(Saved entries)
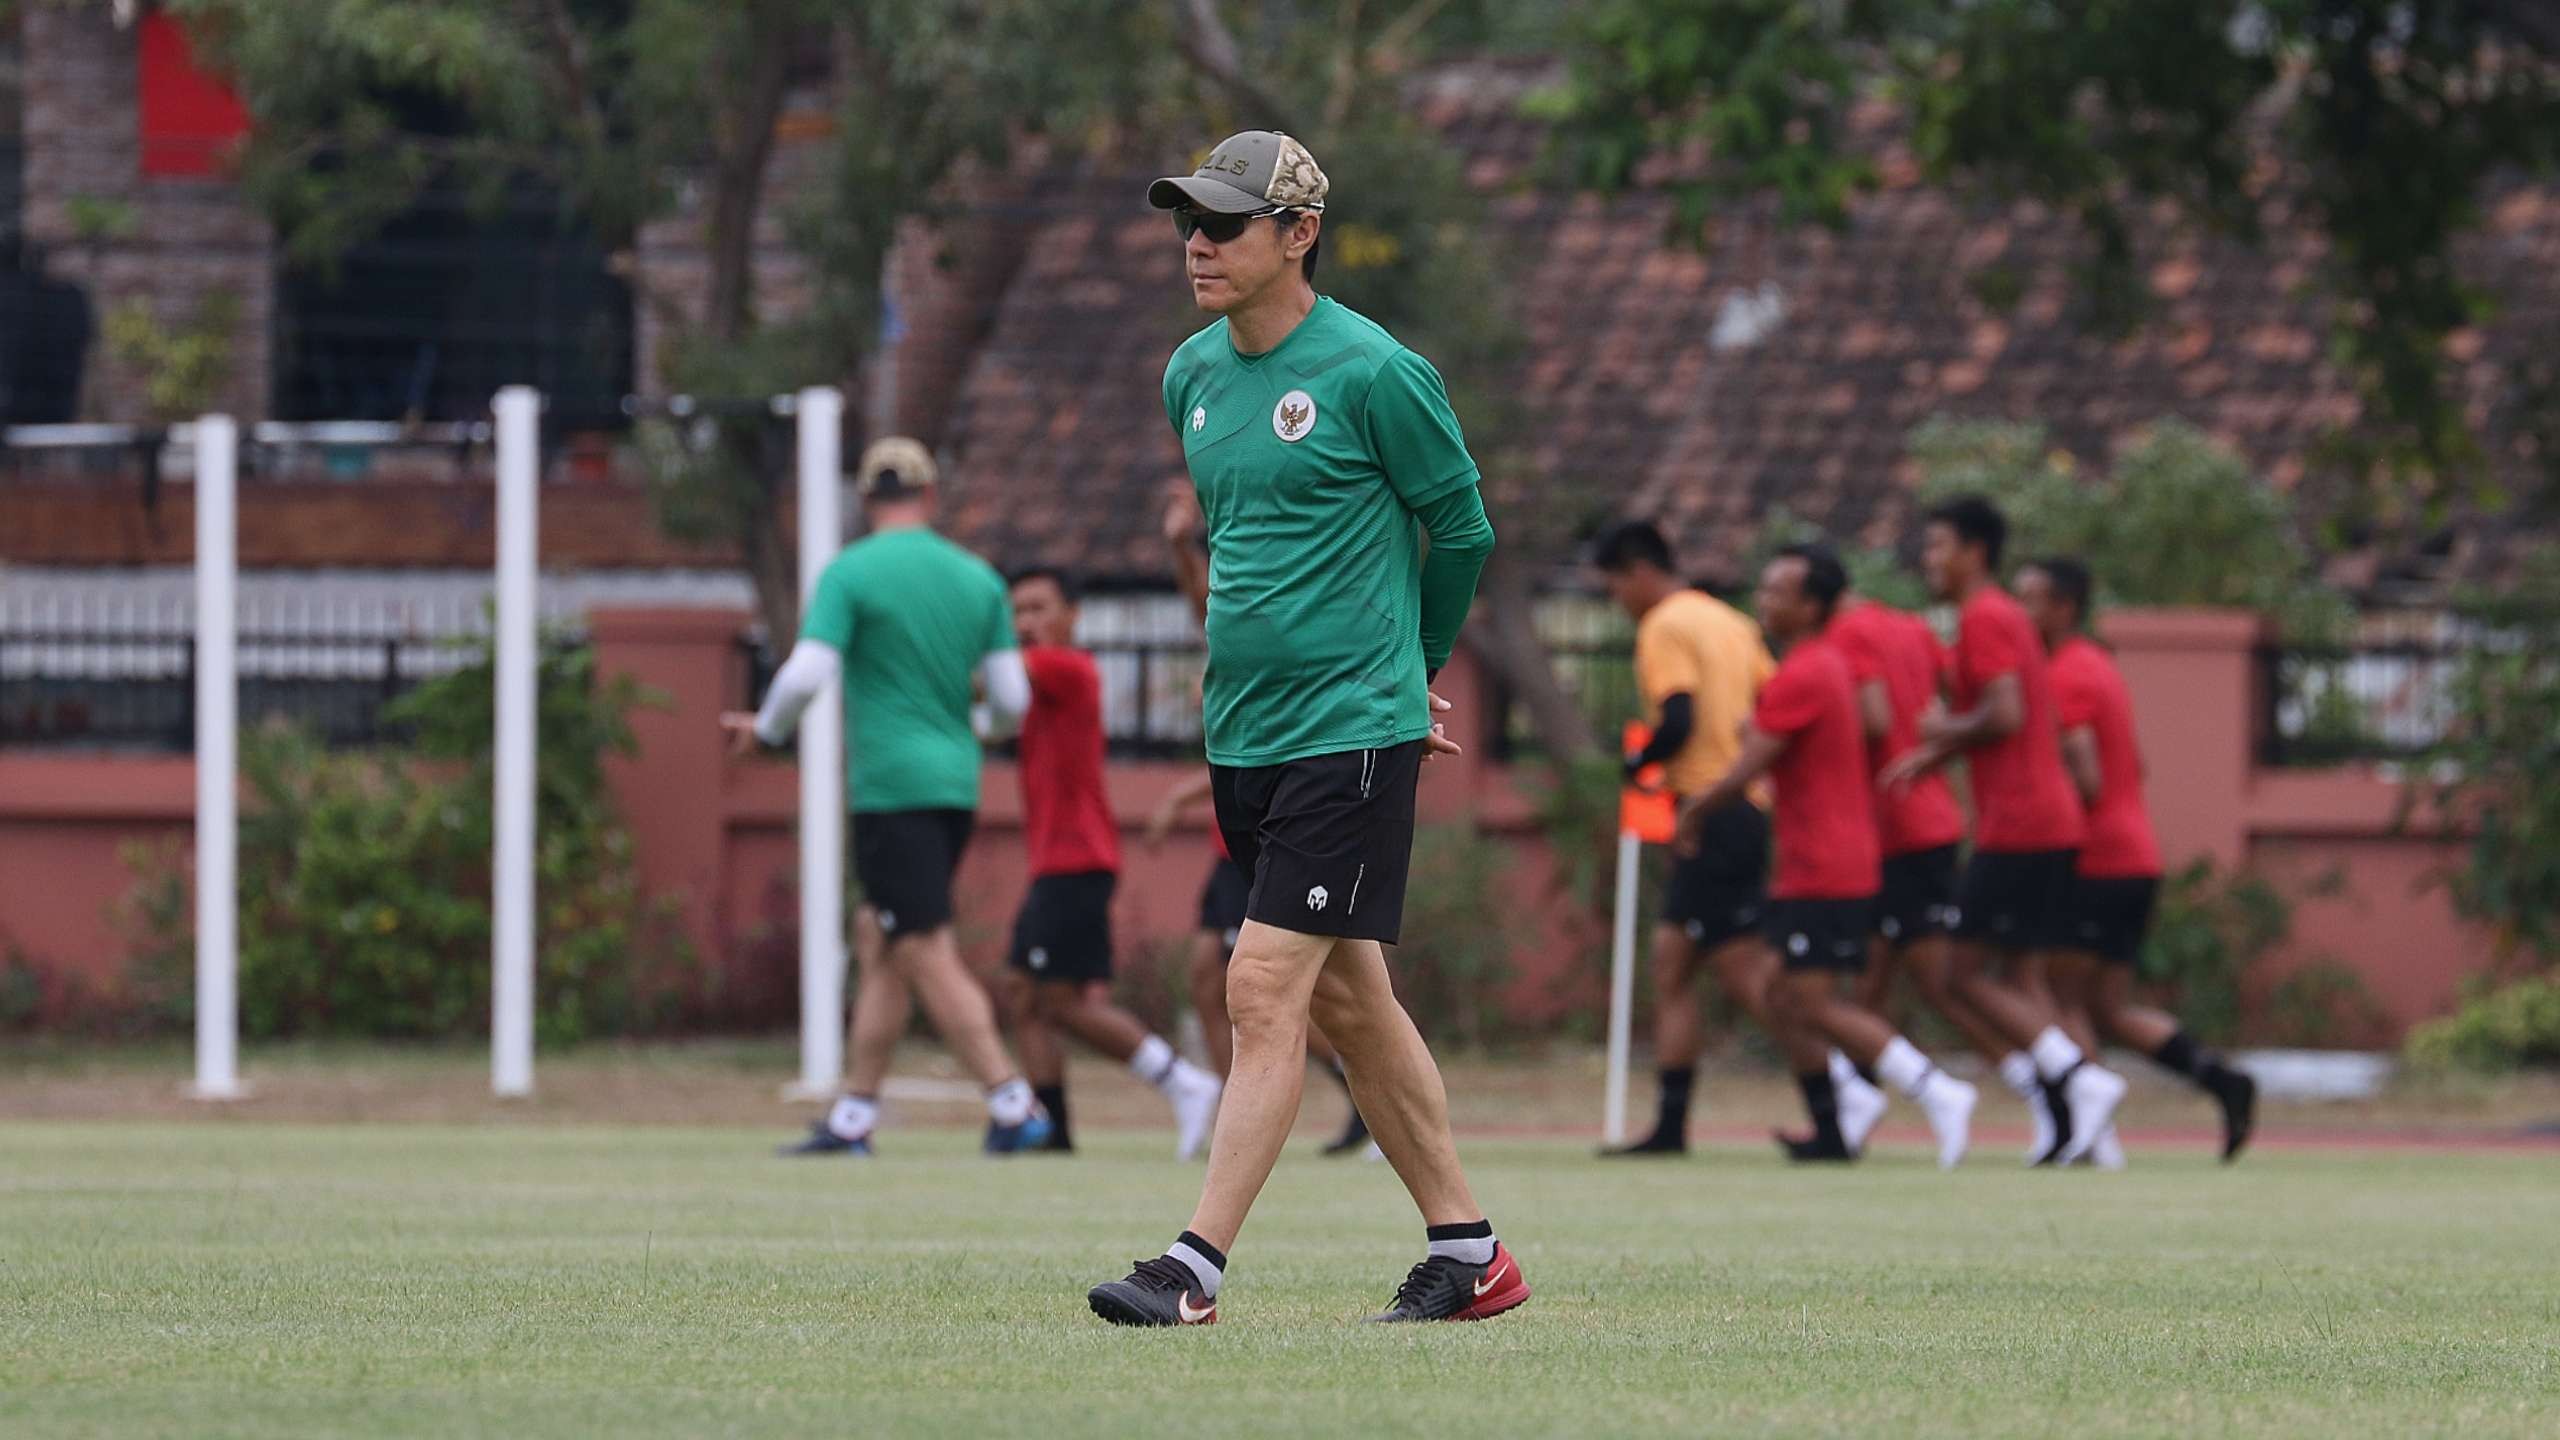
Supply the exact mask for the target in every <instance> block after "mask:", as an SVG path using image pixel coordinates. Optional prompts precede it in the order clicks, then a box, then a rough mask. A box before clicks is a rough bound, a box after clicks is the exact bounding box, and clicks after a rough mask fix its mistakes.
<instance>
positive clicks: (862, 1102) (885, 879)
mask: <svg viewBox="0 0 2560 1440" xmlns="http://www.w3.org/2000/svg"><path fill="white" fill-rule="evenodd" d="M858 489H860V495H863V507H865V515H868V518H870V536H868V538H863V541H858V543H852V546H847V548H845V551H842V553H837V556H835V561H829V564H827V571H824V574H819V579H817V594H812V597H809V607H806V612H804V615H801V635H799V643H796V646H791V656H788V659H786V661H783V669H781V671H778V674H776V676H773V687H771V689H768V692H765V705H763V710H760V712H755V715H742V712H730V715H722V717H719V723H722V728H727V730H730V738H732V746H735V751H737V753H745V751H750V748H753V746H755V743H758V740H763V743H768V746H781V743H783V740H788V738H791V730H794V728H796V725H799V717H801V712H804V710H806V707H809V702H812V700H817V697H819V694H822V692H824V689H827V687H835V684H842V694H845V751H847V764H845V789H847V794H850V802H852V817H855V822H852V871H855V879H860V881H863V915H860V935H863V945H860V951H863V956H860V961H863V966H860V989H858V994H855V1002H852V1045H850V1048H852V1058H850V1061H847V1068H845V1094H842V1097H840V1099H837V1102H835V1104H832V1107H829V1109H827V1115H824V1117H819V1120H817V1125H812V1130H809V1138H806V1140H804V1143H799V1145H794V1148H791V1150H788V1153H799V1156H840V1153H852V1156H868V1153H870V1130H873V1127H876V1125H878V1117H881V1081H883V1079H888V1056H891V1051H896V1043H899V1033H901V1030H906V1015H909V1010H906V1007H909V992H914V997H916V999H922V1002H924V1012H927V1015H929V1017H932V1022H934V1027H937V1030H940V1033H942V1040H945V1043H947V1045H950V1048H952V1053H955V1056H960V1063H965V1066H968V1068H970V1074H975V1076H978V1081H980V1084H986V1112H988V1127H986V1148H988V1150H991V1153H1011V1150H1027V1148H1034V1145H1039V1143H1044V1140H1047V1138H1050V1122H1047V1117H1044V1115H1042V1112H1039V1107H1037V1104H1034V1097H1032V1086H1029V1084H1027V1081H1024V1079H1021V1071H1019V1068H1016V1066H1014V1058H1011V1056H1009V1053H1006V1048H1004V1038H1001V1035H998V1033H996V1012H993V1007H991V1004H988V997H986V989H980V984H978V979H975V976H973V974H970V971H968V966H965V963H963V961H960V945H957V943H955V940H952V871H955V869H957V866H960V853H963V851H965V848H968V838H970V828H973V825H975V817H978V756H980V748H978V735H975V728H973V723H970V700H973V694H975V692H978V689H983V692H986V697H988V712H991V715H993V717H1001V720H998V723H1011V720H1019V717H1021V715H1024V710H1029V705H1032V682H1029V676H1027V674H1024V669H1021V648H1019V646H1016V641H1014V607H1011V602H1009V600H1006V592H1004V579H1001V577H998V574H996V571H993V566H988V564H986V561H980V559H978V556H973V553H968V551H963V548H960V546H955V543H950V541H945V538H942V536H937V533H934V528H932V520H934V461H932V456H929V454H927V451H924V446H919V443H916V441H909V438H886V441H878V443H876V446H870V451H868V454H865V456H863V469H860V477H858ZM873 935H876V938H878V943H873Z"/></svg>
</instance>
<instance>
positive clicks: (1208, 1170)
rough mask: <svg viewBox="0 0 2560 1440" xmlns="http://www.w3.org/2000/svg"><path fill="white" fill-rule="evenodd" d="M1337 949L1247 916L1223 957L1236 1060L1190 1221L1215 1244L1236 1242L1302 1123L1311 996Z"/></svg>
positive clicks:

• [Action item]
An exact copy of every line above is needed, without the images.

• [Exercise output]
Supply the exact mask for the target in every <instance> block after "mask:", as an SVG path using image pixel coordinates. Optional prompts precede it in the order clicks, then a box, then a rough mask. A box before clicks is a rough bound, a box after clicks is the exact bounding box, and clicks after a rough mask fix its mistakes.
<instance>
positive clicks: (862, 1102) (885, 879)
mask: <svg viewBox="0 0 2560 1440" xmlns="http://www.w3.org/2000/svg"><path fill="white" fill-rule="evenodd" d="M858 489H860V495H863V507H865V515H868V518H870V536H868V538H863V541H858V543H852V546H847V548H845V551H842V553H837V556H835V561H829V564H827V571H824V574H819V579H817V594H812V597H809V607H806V612H804V615H801V635H799V643H796V646H791V656H788V659H786V661H783V669H781V671H778V674H776V676H773V687H771V689H768V692H765V705H763V710H760V712H755V715H742V712H730V715H722V717H719V723H722V728H727V730H730V738H732V746H735V751H737V753H745V751H750V748H753V746H755V743H758V740H763V743H768V746H781V743H783V740H788V738H791V730H794V728H796V725H799V717H801V712H804V710H806V707H809V702H812V700H817V697H819V694H822V692H824V689H827V687H835V684H842V694H845V751H847V764H845V789H847V794H850V802H852V817H855V822H852V871H855V879H860V881H863V915H860V935H863V945H860V951H863V956H860V961H863V966H860V989H858V994H855V1002H852V1045H850V1048H852V1058H850V1061H847V1068H845V1094H842V1097H840V1099H837V1102H835V1104H832V1107H829V1109H827V1115H824V1117H819V1120H817V1125H812V1130H809V1138H806V1140H804V1143H799V1145H794V1148H791V1150H788V1153H799V1156H840V1153H852V1156H868V1153H870V1130H873V1127H876V1125H878V1117H881V1081H883V1079H888V1056H891V1051H896V1043H899V1033H901V1030H906V1015H909V1010H906V1007H909V992H914V997H916V999H922V1002H924V1012H927V1015H929V1017H932V1022H934V1027H937V1030H940V1033H942V1040H945V1043H947V1045H950V1048H952V1053H955V1056H960V1063H965V1066H968V1068H970V1074H975V1076H978V1081H980V1084H986V1112H988V1127H986V1148H988V1150H991V1153H1011V1150H1027V1148H1034V1145H1039V1143H1044V1140H1047V1138H1050V1122H1047V1117H1044V1115H1042V1112H1039V1107H1037V1104H1034V1097H1032V1086H1029V1084H1027V1081H1024V1079H1021V1071H1019V1068H1016V1066H1014V1058H1011V1056H1009V1053H1006V1048H1004V1038H1001V1035H998V1033H996V1012H993V1007H991V1004H988V997H986V989H980V984H978V979H975V976H973V974H970V971H968V966H965V963H963V961H960V945H957V943H955V940H952V871H955V869H957V866H960V853H963V851H965V848H968V838H970V828H973V825H975V817H978V756H980V748H978V735H975V728H973V723H970V700H973V694H975V692H978V689H983V692H986V697H988V712H991V715H993V717H1001V720H998V723H1011V720H1019V717H1021V715H1024V710H1029V705H1032V682H1029V676H1027V674H1024V669H1021V648H1019V646H1016V641H1014V607H1011V602H1009V600H1006V592H1004V579H1001V577H998V574H996V571H993V566H988V564H986V561H980V559H978V556H973V553H968V551H963V548H960V546H955V543H950V541H945V538H942V536H937V533H934V528H932V520H934V461H932V456H929V454H927V451H924V446H919V443H916V441H909V438H886V441H878V443H876V446H870V451H868V454H865V456H863V469H860V477H858ZM873 935H876V938H878V943H873Z"/></svg>
</instance>
<instance>
positive clicks: (1208, 1170)
rough mask: <svg viewBox="0 0 2560 1440" xmlns="http://www.w3.org/2000/svg"><path fill="white" fill-rule="evenodd" d="M1337 949L1247 916L1223 957L1236 1060L1190 1221L1215 1244L1236 1242L1302 1123L1311 996Z"/></svg>
positive clicks:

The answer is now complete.